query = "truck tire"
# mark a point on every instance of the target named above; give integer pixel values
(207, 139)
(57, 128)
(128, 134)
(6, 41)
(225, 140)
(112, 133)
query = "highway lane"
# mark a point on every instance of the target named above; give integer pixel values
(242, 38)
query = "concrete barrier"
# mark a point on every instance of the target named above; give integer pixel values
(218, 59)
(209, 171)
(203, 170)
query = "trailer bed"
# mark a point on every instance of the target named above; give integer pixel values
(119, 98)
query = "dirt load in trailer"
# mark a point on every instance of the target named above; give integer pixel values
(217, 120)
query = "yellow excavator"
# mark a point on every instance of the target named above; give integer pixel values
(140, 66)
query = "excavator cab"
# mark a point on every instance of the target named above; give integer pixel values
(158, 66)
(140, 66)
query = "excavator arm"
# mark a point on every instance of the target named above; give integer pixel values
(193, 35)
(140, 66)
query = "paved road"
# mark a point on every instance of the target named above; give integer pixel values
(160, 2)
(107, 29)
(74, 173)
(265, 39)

---

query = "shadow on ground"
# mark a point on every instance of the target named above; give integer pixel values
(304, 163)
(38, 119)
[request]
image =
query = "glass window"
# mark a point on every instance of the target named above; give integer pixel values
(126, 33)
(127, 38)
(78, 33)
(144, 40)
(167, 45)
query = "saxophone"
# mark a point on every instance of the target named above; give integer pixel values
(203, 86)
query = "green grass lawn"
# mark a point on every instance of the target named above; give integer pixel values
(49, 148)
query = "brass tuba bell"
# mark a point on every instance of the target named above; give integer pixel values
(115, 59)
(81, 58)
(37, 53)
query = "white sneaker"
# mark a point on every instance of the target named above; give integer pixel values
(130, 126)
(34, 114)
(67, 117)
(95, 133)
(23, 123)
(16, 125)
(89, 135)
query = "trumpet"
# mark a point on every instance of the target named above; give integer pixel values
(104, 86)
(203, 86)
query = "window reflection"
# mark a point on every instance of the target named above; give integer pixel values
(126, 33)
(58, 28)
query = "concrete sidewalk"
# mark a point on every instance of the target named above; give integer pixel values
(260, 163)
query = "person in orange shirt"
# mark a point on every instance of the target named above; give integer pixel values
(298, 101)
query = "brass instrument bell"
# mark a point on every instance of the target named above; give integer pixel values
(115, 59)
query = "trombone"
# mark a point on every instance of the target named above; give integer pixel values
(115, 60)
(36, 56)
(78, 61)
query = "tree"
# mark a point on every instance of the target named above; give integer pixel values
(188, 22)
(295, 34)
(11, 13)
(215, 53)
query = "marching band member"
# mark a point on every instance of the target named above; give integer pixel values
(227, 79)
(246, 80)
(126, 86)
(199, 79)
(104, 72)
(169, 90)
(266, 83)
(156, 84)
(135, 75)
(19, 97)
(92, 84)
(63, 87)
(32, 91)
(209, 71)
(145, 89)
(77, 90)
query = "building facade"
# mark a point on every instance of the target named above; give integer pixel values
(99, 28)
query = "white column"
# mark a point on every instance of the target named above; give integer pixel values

### What you should do
Please collect every line of the records above that contains the string "bell", treating uppercase and lowercase as distinct.

### Exercise output
query = "brass tuba bell"
query = "brass instrument bell"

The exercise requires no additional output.